_EXCERPTED TEXT_.
Rating of Australia's major banks were lowered by Moody’s Investor Service due to the surging home prices, rising household debt and sluggish wage growth pose a threat to the lenders.

In a statement released yesterday by Moody’s,  Australia And New Zealand Banking Group, Commonwealth Bank of Australia, National Australia Bank and Westpac Banking were all downgraded to Aa3 from Aa2 as the risks associated with the housing market have risen sharply in recent years.


According to Moody’s, the tail risk represented by increased household sector indebtedness becomes a material consideration in the context of the very high ratings assigned to Australian banks. 

The Australian dollar fell as much as 0.5% following the announcement and was trading at 76.02 US cents at 6.37pm.

S&P Global Ratings last month downgraded the credit ratings of almost all of Australia's financial institutions on similar concerns about the risks of a property market downturn.

_GIVEN DATA_.
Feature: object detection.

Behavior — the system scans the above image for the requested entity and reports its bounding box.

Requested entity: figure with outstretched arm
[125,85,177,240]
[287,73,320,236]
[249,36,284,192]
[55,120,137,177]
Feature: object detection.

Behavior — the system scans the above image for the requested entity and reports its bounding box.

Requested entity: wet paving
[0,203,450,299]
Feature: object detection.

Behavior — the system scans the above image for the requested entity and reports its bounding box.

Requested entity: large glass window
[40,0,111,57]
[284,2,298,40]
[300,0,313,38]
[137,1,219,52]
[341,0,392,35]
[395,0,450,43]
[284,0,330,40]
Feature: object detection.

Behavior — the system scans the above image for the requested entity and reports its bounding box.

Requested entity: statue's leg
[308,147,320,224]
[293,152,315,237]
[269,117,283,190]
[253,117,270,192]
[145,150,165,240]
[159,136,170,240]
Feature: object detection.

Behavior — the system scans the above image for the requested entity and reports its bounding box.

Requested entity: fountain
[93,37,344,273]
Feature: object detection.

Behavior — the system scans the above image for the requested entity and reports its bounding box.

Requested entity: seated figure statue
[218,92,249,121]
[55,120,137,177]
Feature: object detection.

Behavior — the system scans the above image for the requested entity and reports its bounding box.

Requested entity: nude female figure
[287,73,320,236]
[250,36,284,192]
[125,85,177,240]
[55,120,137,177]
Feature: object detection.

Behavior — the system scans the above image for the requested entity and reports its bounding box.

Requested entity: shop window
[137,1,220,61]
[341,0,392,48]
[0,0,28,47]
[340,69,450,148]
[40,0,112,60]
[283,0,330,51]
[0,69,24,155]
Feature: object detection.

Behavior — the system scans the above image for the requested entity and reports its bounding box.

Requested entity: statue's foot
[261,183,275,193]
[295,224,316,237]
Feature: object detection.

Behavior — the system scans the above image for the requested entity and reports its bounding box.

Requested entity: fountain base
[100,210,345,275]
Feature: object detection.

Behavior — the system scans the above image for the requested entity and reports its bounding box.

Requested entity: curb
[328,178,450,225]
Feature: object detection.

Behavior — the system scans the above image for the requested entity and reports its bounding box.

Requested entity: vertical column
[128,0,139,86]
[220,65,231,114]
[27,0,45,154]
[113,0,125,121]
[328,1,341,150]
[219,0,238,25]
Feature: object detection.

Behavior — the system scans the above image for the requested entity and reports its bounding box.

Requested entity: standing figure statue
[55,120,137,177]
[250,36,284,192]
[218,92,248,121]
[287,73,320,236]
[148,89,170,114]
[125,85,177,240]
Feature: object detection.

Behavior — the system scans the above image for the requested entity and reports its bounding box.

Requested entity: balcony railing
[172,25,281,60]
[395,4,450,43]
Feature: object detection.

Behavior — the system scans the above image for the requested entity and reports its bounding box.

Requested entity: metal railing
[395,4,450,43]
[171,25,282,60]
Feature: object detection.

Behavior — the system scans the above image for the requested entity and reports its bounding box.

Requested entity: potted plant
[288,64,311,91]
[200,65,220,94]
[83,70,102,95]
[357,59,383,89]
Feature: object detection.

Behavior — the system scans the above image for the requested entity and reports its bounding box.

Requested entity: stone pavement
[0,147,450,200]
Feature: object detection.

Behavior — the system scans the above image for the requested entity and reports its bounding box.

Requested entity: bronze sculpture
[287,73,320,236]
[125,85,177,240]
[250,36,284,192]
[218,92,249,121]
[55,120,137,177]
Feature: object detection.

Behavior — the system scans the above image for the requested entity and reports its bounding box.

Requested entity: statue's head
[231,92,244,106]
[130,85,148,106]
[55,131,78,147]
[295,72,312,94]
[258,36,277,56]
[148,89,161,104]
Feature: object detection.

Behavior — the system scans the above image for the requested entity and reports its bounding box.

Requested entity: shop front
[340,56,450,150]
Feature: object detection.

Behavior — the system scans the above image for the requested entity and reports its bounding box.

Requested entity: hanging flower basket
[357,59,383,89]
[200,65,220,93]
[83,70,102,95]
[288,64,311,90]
---
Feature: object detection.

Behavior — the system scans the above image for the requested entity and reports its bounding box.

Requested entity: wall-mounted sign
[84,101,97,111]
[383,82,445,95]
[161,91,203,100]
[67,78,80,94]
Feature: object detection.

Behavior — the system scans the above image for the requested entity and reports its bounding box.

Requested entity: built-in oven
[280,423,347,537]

_PARTS OF THE EXERCISE_.
[A] Reproduce the passage of the bank downgrade text between "According to Moody’s, the" and "cents at 6.37pm.", inclusive.
[B] Count the lines in the listing that contain the string "statue", treating uppercase and lowercase as different, and reply with the number alone.

_SOLUTIONS FOR EACH TASK_.
[A]
According to Moody’s, the tail risk represented by increased household sector indebtedness becomes a material consideration in the context of the very high ratings assigned to Australian banks. 

The Australian dollar fell as much as 0.5% following the announcement and was trading at 76.02 US cents at 6.37pm.

[B] 5